Only the lines from the one with "of the dark" to the end of the records are wanted, each repeated exactly, both ends included.
_ _ _
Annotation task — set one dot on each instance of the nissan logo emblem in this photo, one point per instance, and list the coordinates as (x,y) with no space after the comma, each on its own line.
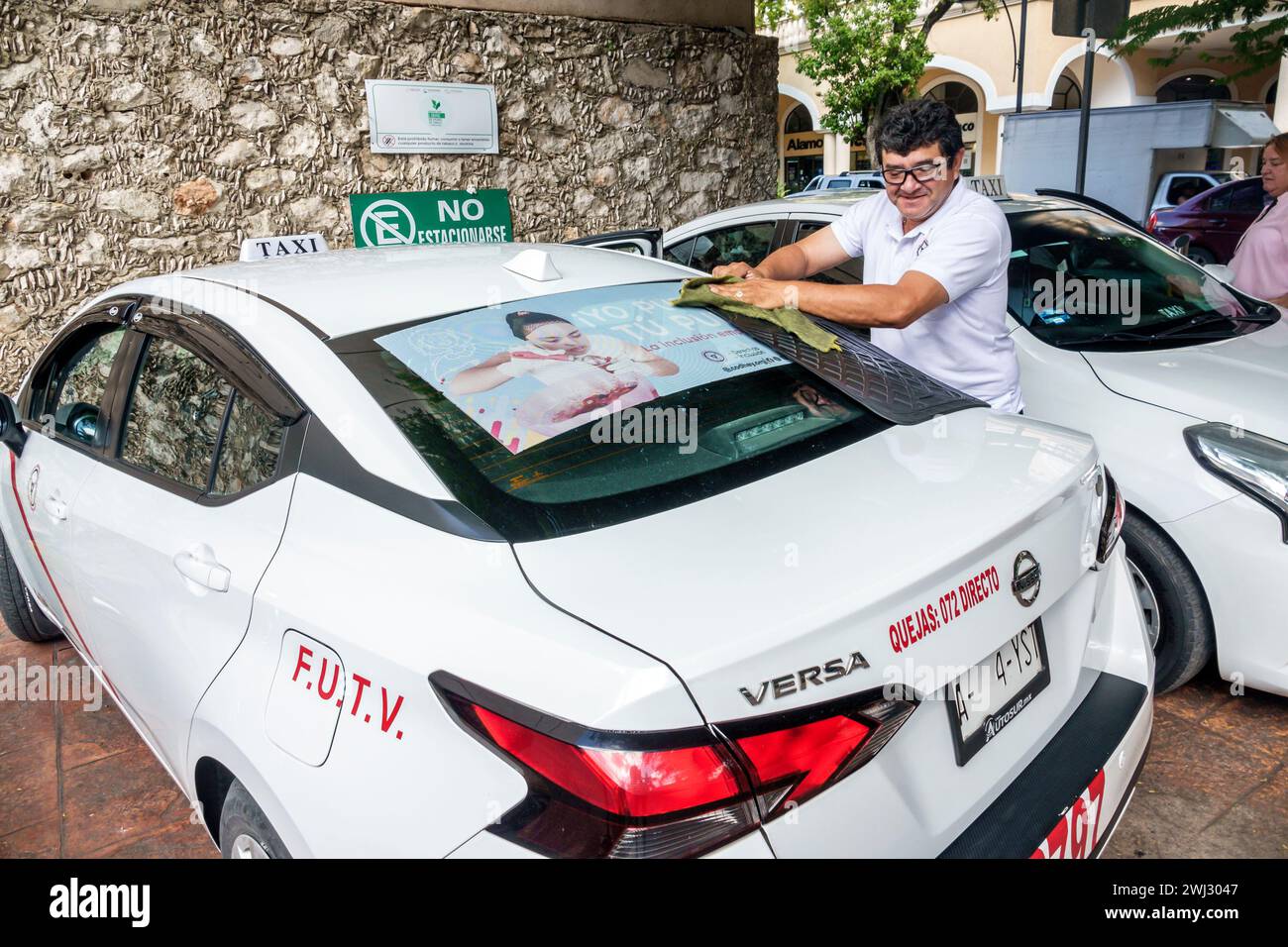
(1028,579)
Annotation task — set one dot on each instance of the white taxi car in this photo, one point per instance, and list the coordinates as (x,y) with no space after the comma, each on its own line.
(488,551)
(1181,380)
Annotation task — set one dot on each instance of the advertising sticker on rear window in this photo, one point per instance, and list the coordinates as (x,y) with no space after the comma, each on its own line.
(528,371)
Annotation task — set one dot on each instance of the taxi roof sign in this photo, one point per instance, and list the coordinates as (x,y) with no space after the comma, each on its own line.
(288,245)
(988,184)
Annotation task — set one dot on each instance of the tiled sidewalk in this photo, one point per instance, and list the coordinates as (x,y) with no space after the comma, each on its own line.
(78,783)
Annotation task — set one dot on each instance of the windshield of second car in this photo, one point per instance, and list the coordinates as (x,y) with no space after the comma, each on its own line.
(1080,278)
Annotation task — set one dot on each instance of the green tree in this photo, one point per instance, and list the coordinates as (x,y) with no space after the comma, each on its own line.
(1260,42)
(868,54)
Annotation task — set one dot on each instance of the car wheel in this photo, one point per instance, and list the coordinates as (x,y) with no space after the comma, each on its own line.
(245,830)
(18,605)
(1176,612)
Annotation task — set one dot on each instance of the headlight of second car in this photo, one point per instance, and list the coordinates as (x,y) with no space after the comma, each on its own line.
(1250,463)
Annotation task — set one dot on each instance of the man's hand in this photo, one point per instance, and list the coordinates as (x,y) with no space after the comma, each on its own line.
(768,294)
(742,269)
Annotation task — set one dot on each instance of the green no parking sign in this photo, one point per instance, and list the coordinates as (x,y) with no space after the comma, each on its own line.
(432,217)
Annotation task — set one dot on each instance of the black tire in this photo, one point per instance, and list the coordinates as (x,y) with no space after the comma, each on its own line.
(1186,639)
(241,815)
(17,605)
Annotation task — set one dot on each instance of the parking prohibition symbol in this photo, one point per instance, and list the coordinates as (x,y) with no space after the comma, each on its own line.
(386,222)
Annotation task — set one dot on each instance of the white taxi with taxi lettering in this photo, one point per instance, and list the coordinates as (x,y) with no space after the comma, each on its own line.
(492,551)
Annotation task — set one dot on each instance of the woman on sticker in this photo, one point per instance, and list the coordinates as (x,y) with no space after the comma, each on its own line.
(555,350)
(583,373)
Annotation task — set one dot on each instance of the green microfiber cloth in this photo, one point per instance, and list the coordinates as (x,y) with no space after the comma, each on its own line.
(697,291)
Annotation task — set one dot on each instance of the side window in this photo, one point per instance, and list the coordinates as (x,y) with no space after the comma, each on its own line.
(681,253)
(175,412)
(252,446)
(1249,196)
(849,272)
(72,390)
(183,414)
(743,244)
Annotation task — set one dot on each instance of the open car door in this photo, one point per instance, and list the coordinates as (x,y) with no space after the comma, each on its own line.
(644,243)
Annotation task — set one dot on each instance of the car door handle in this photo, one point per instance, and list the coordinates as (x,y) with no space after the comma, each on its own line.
(55,506)
(200,567)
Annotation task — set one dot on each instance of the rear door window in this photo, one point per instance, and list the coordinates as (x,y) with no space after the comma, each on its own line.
(176,410)
(183,415)
(741,244)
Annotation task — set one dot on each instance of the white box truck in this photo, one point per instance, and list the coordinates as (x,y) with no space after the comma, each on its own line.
(1138,158)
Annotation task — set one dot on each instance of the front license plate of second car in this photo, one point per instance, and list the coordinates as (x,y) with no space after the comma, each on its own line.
(992,693)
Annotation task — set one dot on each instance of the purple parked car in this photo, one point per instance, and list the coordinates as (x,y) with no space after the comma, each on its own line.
(1214,219)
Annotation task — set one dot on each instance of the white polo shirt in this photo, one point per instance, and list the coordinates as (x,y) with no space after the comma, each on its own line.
(966,248)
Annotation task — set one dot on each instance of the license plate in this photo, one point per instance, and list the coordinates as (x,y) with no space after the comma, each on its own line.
(1078,830)
(992,693)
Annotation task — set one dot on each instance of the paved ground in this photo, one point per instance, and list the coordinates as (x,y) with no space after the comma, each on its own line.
(77,783)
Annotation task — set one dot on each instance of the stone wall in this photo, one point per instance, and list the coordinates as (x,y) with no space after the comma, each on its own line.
(149,136)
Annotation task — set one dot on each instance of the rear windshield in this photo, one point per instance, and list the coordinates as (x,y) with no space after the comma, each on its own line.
(580,410)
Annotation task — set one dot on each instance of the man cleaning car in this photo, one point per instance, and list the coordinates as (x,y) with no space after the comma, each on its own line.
(934,254)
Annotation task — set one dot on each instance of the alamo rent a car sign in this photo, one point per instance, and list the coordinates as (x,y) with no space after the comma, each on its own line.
(432,217)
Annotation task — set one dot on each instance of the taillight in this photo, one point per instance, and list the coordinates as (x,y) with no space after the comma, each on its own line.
(1112,519)
(668,793)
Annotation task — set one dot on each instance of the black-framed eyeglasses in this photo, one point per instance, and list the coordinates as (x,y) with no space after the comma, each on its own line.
(923,174)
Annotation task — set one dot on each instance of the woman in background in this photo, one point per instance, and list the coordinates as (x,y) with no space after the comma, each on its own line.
(1260,262)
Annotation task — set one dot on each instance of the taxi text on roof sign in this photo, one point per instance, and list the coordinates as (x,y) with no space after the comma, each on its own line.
(290,245)
(988,184)
(432,217)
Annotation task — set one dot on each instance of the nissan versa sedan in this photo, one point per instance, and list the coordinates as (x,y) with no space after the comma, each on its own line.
(1181,380)
(490,551)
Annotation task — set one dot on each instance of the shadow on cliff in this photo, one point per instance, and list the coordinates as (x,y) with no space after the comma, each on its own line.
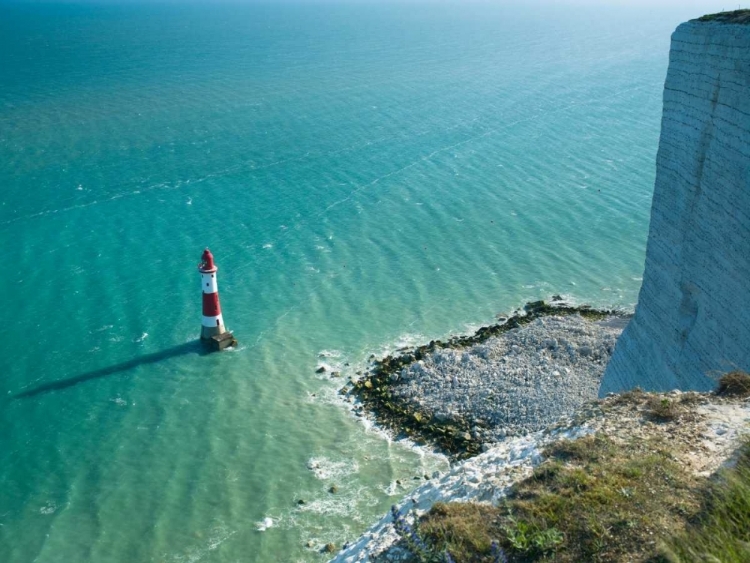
(194,347)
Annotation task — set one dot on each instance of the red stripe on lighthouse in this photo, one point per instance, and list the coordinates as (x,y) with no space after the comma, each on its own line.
(211,307)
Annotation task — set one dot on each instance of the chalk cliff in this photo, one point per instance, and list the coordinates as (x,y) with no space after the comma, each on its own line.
(693,315)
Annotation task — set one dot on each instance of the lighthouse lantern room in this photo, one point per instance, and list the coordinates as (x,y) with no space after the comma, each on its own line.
(213,331)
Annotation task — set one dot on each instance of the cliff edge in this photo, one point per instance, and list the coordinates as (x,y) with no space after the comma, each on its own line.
(692,321)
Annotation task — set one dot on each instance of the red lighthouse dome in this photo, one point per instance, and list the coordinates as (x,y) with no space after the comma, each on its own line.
(207,265)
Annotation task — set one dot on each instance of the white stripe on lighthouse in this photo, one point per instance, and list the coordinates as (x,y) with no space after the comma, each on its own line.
(211,321)
(208,283)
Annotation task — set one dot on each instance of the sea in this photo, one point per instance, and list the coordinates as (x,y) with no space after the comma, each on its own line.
(367,175)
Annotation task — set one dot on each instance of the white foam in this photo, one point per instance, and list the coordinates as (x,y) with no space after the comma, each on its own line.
(49,508)
(264,524)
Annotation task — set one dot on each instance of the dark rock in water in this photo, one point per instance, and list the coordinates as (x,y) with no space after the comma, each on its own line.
(378,387)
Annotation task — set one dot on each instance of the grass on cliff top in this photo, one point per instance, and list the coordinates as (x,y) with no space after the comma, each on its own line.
(737,16)
(721,531)
(591,500)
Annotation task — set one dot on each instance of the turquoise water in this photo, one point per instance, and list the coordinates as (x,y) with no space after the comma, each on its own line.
(365,176)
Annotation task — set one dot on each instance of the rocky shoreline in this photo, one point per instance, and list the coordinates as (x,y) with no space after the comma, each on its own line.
(468,393)
(703,431)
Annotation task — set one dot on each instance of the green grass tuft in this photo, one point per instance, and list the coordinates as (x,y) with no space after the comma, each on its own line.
(734,384)
(591,500)
(736,16)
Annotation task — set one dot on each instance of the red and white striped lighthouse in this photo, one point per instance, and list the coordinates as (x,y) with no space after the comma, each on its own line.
(213,323)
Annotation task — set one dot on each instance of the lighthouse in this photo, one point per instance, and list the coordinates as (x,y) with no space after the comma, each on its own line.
(213,331)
_ _ _
* [Result of the task]:
Annotation task — set one dot on each instance of the dark rock in water in this photo, one point per instance, and list the coordinates as (x,y) with no space after the comma, each on its own line.
(378,387)
Annotation task — set one dot on each instance of the grass on cliff top in this photo, one point per instance, and list the coordinates as (x,y) with no space after the comma, each on its own line.
(737,16)
(721,531)
(591,500)
Annotation task — set one dot on each instance of the turquoise water in this photo, one point per instance, and list the coordinates as (x,y) with no space after the comma, each on its own line.
(365,176)
Annotation task — set one dot on each instance of the rocky shoreline in this photo, one point per instance, and list the coordinates as (x,y) with no space after the comma, each on its own line.
(468,393)
(703,431)
Annotation task — set one dot on each instance of the green grass tuft in this photo, one point per instance, and list the coordinates as (x,y) with no space after the comma, each on its own line.
(734,384)
(591,500)
(736,16)
Annotation task — set one dot on each instance of the red and white striped lighthouse in this photo, one point per instance, and list the coordinates as (x,y) with no space after the comma, each on its own line.
(213,323)
Annotation task — set one dot on each instance of the lighthouse in this photo, one point per instance, and list the coordinates as (x,y) with no space after the comma, each on its own line.
(213,331)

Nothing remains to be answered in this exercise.